Begin at the line containing "In the photo above, where can the white" and give again every line to the end of the records, exactly, without the pictures.

====== Available records

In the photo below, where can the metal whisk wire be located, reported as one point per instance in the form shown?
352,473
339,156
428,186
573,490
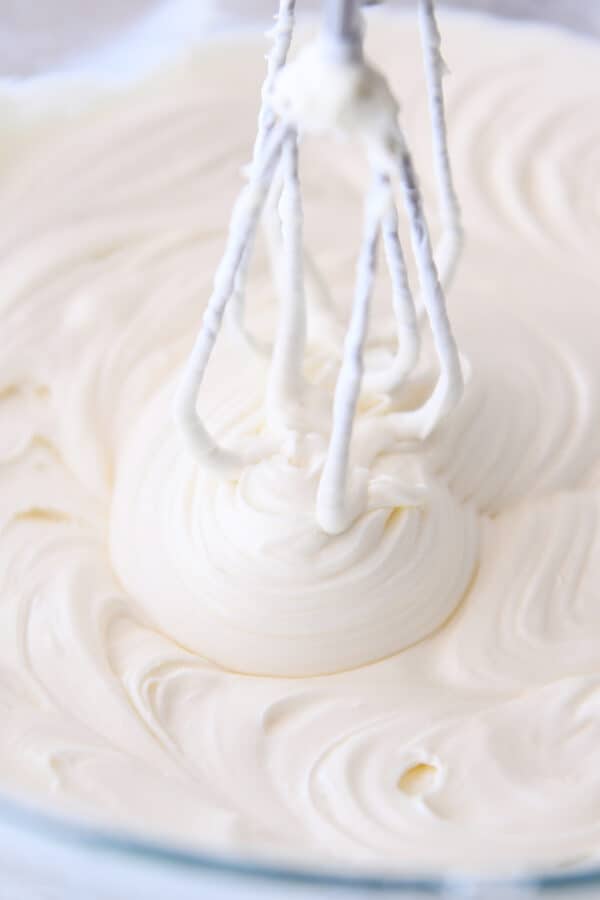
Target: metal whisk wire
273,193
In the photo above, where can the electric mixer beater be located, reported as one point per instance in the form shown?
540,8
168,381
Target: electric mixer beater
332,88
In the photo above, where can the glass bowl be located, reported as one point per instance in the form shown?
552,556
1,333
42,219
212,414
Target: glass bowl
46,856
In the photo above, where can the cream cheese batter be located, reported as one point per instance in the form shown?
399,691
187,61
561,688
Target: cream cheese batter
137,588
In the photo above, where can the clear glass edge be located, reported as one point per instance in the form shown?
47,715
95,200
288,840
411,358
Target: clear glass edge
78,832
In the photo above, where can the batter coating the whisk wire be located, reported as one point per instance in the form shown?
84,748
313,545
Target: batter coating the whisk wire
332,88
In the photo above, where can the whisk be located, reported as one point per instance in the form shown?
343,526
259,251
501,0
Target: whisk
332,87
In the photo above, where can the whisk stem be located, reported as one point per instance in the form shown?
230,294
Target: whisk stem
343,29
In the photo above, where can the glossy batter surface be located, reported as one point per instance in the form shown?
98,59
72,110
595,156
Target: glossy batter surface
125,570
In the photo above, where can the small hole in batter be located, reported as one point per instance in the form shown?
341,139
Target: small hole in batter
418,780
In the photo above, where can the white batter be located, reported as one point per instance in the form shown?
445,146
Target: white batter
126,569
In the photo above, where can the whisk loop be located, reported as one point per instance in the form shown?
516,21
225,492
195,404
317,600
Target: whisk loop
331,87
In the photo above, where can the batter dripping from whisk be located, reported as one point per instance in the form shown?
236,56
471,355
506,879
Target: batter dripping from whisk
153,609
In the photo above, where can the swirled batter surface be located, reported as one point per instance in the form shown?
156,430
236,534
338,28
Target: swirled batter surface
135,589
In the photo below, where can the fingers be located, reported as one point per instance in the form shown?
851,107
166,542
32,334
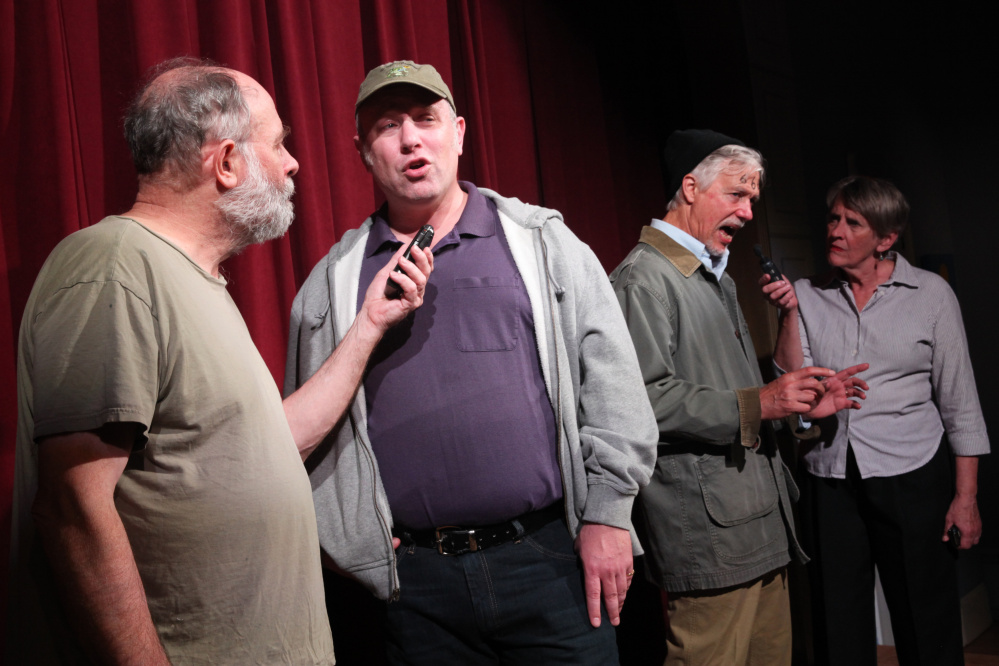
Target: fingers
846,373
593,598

============

*Exercise answer*:
In the photo above, where can the white batter be located, reported as one point per instance in the form shown?
445,146
Target: white batter
126,569
In the photo above, where can the whisk loop be located, reported as one point per instance in the form shown?
516,21
225,492
195,404
317,600
Target: whisk loop
331,87
In the photo above, where can the batter dripping from whisk be located, reported as one point per instance in the form shown?
236,56
471,355
506,879
Target: batter dripping from whisk
153,609
In the photo above, where can the swirled batter surface be located, reported as one point per instance in the form shown?
156,430
236,534
338,28
Target: swirled batter surface
135,589
In the photo below, where can the fingers be located, reported as one point per instance in the form shown?
851,107
166,542
32,334
Target: fingers
846,373
593,598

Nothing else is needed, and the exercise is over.